#### Article

# Cannot install Turbo C version 2.01



## chatterjee (Jul 12, 2005)

Whenever I'm trying to install Turbo C compiler.I get the following error-"Cannot execute UPDATE.COM...".I downloded the file from this site.... http://bdn.borland.com/article/0,1410,20841,00.html.

Please guide me.It's urgent.


----------



## kidnewbie (Mar 8, 2006)

chatterjee said:


> Whenever I'm trying to install Turbo C compiler.I get the following error-"Cannot execute UPDATE.COM...".I downloded the file from this site.... http://bdn.borland.com/article/0,1410,20841,00.html.
> 
> Please guide me.It's urgent.


i've never used turbo c before, but i'm guessing its almost the same as regular C. am i right?

if i am right, i may be able to help you install a different compiler. try dev-c++ from www.bloodshed.net. it's a c++/c ide and compiler. its easy to install and to use.

if turbo c is not the same as regular C, then just ignore what i said cause i know nothing about turbo c.


----------



## chatterjee (Jul 12, 2005)

The file I downloaded and from which I was trying to install Turbo C ,was corrupted.I downloaded the same file from a different website and that worked.Now I can comfortably write and compile my C programs in Turbo C.

Thank you for answering.


----------



## chatterjee (Jul 12, 2005)

########
#### Provided data

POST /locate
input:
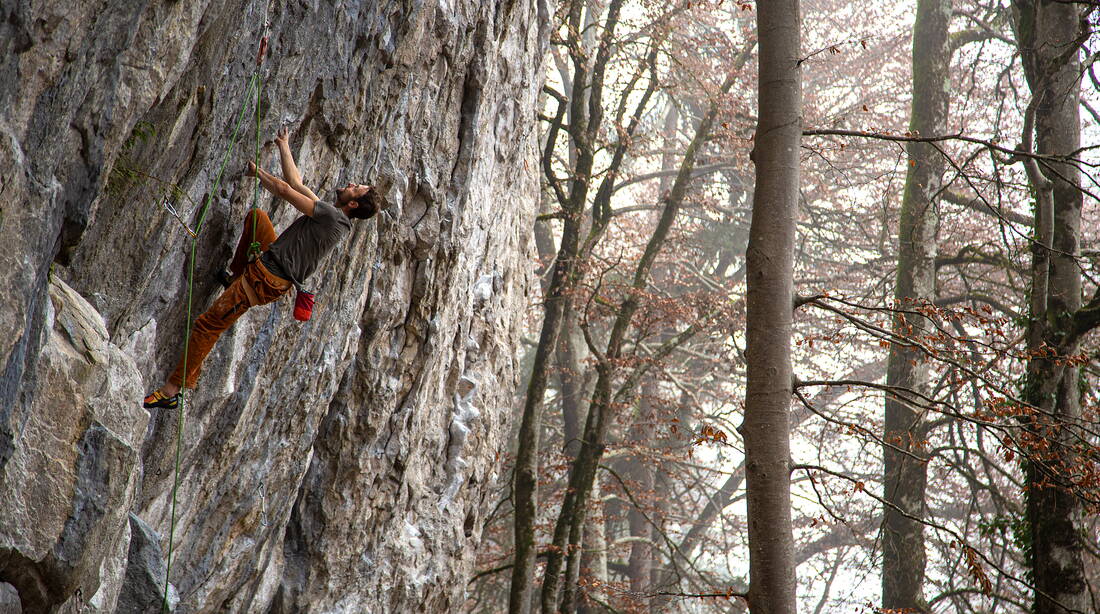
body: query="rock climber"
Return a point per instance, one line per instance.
(282, 263)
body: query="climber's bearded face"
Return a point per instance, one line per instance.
(351, 192)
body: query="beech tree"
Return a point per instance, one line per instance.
(904, 472)
(640, 473)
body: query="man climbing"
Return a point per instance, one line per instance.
(285, 261)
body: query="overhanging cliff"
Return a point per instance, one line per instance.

########

Goals:
a. How would you rewrite the paragraph beginning "The file I downloaded" in the Turbo C thread as a short list that keeps its main facts?
b. Do these statements agree with the Turbo C thread? Answer yes or no for each, and quote the deciding words.
(i) The first poster got an error saying UPDATE.COM could not be executed.
(ii) The reply describes dev-c++ as hard to install.
(iii) The problem was solved by downloading a different version of Turbo C.
c. What does the Turbo C thread read like from "i've never used" to "and to use." if you swap "easy" for "simple"?

Answers to the exercises:
a.
- The file downloaded to install Turbo C was corrupted.
- The same file, downloaded from a different website, worked.
- C programs can now be written and compiled comfortably in Turbo C.

b.
(i) Yes: "Cannot execute UPDATE.COM..."
(ii) No: "its easy to install and to use."
(iii) No: "I downloaded the same file from a different website and that worked."

c.
i've never used turbo c before, but i'm guessing its almost the same as regular C. am i right?

if i am right, i may be able to help you install a different compiler. try dev-c++ from www.bloodshed.net. it's a c++/c ide and compiler. its simple to install and to use.